▶ Stored data entries
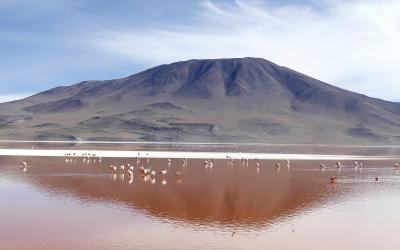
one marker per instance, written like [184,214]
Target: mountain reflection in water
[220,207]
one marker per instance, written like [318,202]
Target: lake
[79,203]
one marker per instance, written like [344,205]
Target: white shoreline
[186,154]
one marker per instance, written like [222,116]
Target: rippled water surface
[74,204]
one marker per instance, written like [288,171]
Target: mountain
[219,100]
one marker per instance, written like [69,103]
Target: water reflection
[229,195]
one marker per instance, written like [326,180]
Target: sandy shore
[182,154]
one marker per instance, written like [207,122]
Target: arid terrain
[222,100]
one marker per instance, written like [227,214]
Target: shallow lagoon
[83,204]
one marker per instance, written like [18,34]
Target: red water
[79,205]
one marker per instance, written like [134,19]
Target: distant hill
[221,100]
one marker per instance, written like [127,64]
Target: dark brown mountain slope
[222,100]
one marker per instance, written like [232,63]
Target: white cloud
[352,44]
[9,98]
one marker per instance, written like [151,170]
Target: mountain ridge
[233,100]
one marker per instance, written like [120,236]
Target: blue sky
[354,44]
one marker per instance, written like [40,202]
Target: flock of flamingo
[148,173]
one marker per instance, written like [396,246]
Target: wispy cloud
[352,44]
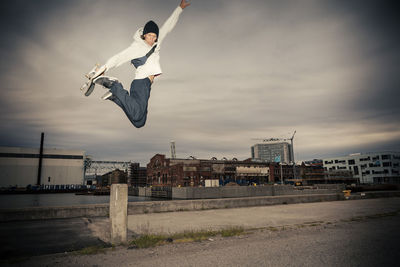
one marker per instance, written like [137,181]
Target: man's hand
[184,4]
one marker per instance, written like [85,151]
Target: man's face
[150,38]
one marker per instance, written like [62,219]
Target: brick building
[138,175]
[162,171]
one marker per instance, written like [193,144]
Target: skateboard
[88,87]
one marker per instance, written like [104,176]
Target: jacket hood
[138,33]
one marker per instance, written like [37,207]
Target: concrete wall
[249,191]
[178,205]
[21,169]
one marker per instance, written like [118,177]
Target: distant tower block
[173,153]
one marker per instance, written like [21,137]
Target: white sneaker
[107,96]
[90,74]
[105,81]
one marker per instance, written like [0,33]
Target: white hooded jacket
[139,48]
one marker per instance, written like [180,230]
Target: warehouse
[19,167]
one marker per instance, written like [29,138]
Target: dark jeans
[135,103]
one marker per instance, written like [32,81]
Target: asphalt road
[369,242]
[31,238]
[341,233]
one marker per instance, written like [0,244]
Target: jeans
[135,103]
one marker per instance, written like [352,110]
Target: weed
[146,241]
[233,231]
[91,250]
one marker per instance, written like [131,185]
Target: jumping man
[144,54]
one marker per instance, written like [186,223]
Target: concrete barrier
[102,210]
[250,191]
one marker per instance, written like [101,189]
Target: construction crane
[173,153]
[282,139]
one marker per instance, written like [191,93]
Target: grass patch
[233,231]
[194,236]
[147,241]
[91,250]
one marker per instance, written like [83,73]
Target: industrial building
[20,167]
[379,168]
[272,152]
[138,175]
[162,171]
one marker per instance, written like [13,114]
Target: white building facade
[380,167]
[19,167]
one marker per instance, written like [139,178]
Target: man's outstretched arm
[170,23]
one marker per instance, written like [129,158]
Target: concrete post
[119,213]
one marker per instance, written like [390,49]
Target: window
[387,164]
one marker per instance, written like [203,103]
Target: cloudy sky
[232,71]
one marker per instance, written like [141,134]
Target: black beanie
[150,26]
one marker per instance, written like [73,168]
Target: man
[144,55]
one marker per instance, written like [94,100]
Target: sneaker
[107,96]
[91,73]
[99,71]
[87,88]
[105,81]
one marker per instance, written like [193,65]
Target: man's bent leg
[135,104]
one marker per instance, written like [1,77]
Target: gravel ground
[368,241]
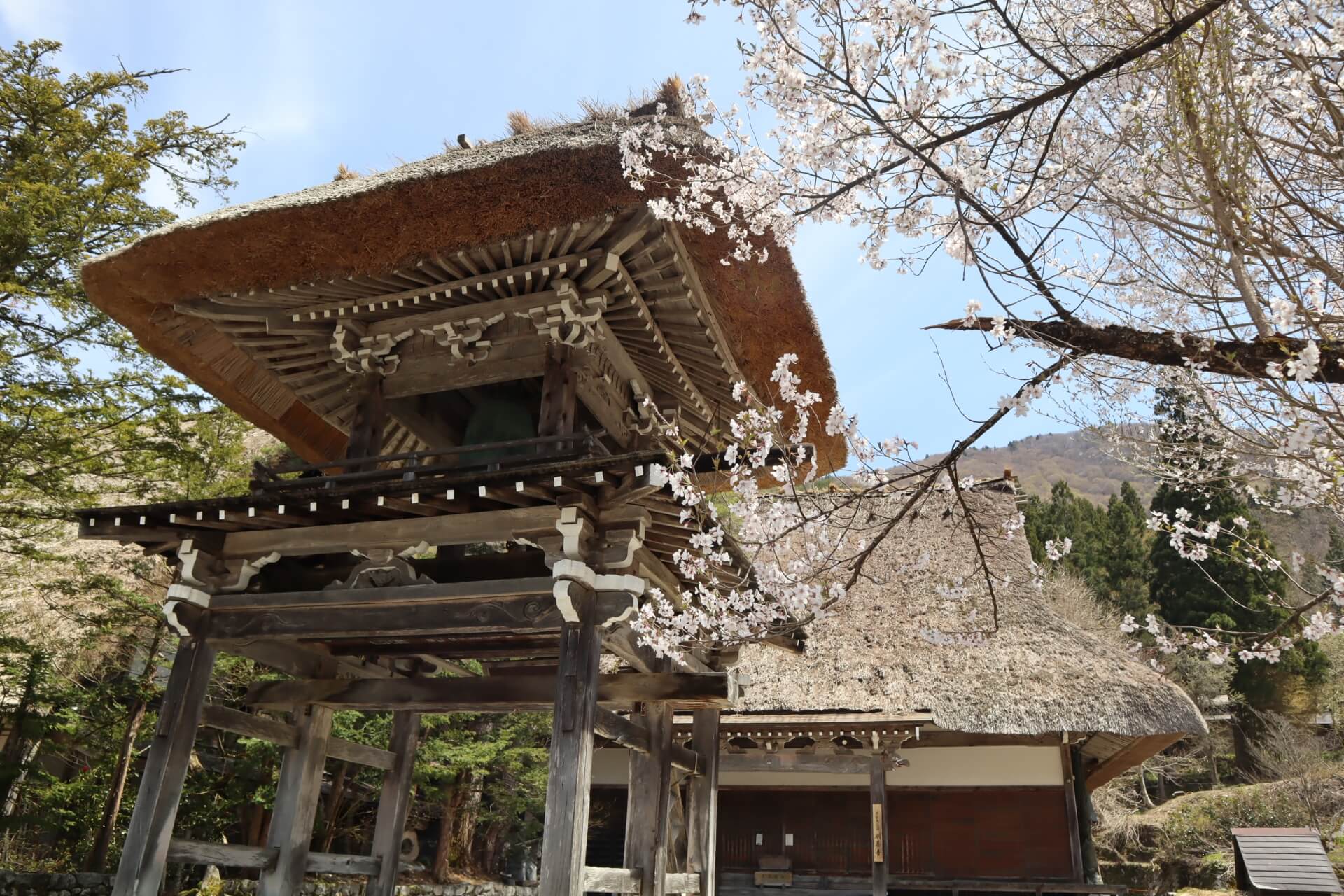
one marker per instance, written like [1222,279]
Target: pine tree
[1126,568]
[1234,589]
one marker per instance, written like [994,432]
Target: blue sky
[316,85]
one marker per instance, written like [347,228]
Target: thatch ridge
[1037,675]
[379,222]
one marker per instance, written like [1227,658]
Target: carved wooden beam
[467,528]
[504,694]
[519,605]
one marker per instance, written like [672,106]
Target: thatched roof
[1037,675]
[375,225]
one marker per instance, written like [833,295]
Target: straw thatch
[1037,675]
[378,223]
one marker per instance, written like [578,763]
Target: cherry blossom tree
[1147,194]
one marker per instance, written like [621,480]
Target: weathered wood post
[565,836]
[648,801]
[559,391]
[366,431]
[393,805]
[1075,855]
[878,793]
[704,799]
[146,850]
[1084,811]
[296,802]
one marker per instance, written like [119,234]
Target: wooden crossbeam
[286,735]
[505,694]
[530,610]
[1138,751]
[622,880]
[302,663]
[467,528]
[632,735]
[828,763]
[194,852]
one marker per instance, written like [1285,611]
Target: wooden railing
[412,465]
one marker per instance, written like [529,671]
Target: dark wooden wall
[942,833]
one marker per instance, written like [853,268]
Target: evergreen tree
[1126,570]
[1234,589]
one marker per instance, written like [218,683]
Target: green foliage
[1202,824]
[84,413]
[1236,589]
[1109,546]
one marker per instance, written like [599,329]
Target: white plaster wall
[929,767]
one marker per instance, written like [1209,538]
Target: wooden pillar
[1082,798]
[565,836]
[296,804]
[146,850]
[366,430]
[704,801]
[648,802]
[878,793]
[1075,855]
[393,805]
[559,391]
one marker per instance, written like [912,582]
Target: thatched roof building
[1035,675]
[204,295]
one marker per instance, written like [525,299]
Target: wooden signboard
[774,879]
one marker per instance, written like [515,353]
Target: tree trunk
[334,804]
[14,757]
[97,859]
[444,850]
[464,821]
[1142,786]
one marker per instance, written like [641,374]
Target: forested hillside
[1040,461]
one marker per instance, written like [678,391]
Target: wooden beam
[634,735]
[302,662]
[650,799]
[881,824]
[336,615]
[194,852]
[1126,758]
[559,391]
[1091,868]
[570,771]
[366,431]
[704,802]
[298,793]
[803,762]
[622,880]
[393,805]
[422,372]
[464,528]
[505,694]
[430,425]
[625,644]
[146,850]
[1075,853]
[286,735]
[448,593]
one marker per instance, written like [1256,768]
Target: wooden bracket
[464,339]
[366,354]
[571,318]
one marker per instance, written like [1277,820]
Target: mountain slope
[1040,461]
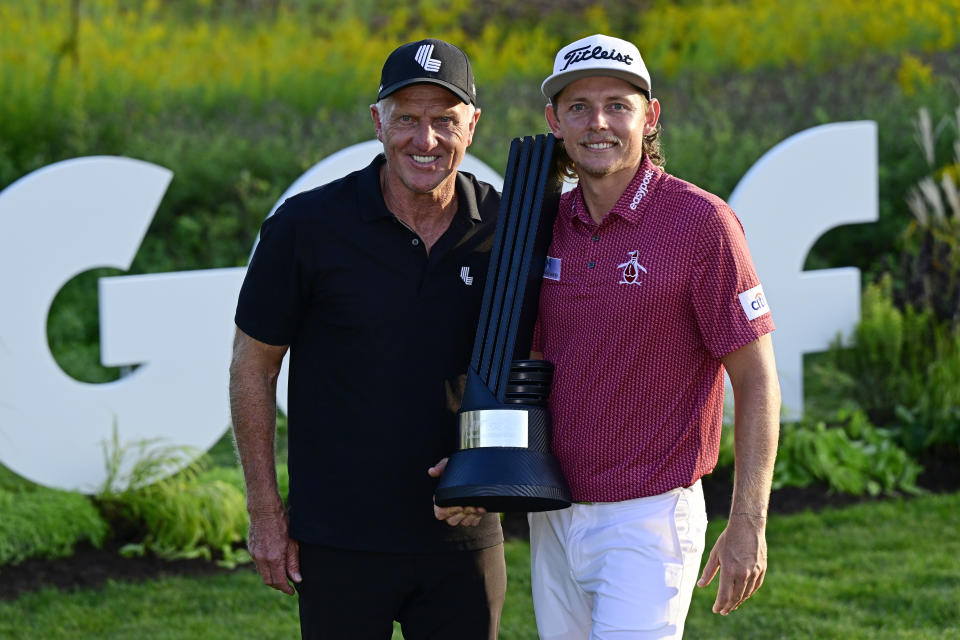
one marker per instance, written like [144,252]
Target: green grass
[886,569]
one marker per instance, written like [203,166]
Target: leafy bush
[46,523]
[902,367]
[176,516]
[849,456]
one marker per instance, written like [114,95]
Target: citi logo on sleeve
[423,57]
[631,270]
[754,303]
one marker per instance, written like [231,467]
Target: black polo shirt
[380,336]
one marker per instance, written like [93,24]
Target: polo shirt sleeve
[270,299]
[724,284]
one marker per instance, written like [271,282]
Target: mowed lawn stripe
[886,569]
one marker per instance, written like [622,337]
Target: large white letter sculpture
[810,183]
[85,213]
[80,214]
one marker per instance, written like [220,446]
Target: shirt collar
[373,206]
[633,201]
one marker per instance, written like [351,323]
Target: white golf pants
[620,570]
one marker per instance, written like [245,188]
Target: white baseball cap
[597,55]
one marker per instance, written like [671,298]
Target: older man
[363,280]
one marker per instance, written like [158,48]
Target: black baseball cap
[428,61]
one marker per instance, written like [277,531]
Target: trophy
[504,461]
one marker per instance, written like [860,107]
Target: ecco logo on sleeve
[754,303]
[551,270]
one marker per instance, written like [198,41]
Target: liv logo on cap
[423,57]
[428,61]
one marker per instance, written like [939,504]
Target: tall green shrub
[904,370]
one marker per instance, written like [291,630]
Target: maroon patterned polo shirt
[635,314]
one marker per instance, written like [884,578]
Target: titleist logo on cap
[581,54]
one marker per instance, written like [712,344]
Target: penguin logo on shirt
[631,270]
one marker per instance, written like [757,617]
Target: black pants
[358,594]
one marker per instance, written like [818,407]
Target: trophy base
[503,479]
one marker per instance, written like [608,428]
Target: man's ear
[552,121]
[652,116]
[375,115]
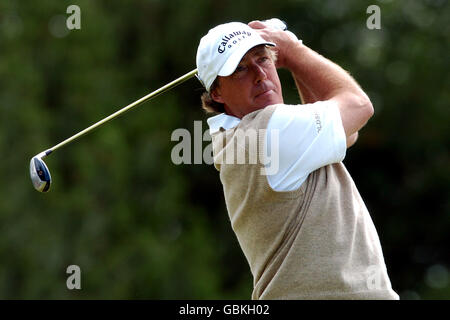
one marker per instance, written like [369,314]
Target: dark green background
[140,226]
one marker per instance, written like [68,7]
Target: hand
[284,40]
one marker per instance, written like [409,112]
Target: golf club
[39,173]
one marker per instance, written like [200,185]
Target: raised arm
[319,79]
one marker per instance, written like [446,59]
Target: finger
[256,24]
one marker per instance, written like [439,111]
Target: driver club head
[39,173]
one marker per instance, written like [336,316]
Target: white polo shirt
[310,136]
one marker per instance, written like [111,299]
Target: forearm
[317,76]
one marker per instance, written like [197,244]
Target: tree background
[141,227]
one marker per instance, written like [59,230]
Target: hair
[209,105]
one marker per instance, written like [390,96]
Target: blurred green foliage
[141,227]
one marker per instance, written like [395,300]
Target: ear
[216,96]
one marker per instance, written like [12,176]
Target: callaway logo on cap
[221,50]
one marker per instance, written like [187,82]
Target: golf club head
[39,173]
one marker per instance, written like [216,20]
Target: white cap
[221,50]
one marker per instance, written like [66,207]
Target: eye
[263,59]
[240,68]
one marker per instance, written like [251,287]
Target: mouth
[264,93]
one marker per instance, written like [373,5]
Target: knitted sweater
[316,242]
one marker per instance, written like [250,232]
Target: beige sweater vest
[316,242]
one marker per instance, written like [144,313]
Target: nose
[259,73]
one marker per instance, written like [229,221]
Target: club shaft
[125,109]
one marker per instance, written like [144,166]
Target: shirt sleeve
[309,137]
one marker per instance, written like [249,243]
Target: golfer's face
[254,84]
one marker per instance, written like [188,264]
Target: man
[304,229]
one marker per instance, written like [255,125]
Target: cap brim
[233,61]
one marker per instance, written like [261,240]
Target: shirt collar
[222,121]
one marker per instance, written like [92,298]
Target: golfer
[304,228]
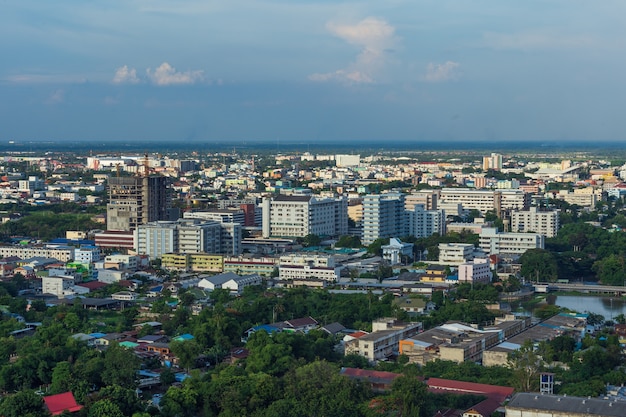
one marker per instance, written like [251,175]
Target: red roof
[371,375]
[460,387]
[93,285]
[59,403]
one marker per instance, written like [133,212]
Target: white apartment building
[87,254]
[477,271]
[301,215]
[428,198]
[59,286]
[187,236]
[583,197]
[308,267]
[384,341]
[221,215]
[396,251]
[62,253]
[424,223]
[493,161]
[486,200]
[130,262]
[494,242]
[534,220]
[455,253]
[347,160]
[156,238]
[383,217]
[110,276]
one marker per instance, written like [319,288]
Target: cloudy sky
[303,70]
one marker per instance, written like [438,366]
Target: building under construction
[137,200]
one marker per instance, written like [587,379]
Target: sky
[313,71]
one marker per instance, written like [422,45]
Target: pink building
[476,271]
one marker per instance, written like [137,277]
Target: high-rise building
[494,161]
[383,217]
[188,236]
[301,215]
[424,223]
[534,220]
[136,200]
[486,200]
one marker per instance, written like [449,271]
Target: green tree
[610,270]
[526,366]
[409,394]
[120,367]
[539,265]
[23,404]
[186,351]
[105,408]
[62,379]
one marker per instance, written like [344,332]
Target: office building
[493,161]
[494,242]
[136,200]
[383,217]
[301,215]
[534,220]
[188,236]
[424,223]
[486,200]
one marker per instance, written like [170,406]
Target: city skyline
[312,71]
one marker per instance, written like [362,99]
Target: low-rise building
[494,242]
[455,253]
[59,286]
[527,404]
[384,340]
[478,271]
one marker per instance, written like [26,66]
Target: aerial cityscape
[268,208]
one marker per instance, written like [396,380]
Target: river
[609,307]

▶ Work to be completed
Above are the lines; repeat exactly the ones from the line containing "one marker per instance, written like [347,228]" down to the line containing "one marker per instance, written like [621,480]", both inclusive.

▶ Response area
one marker per instance, written like [347,228]
Target: thatch ridge
[1037,675]
[379,222]
one marker per instance, written like [1227,658]
Target: carved wooden beam
[467,528]
[504,694]
[519,605]
one marker per instance, written like [672,106]
Target: thatched roof
[1037,675]
[375,225]
one marker per instance, written like [833,295]
Target: straw thatch
[1037,675]
[378,223]
one marker per instance, written like [578,763]
Target: cherry blossom tree
[1147,194]
one marker per instance, written like [621,480]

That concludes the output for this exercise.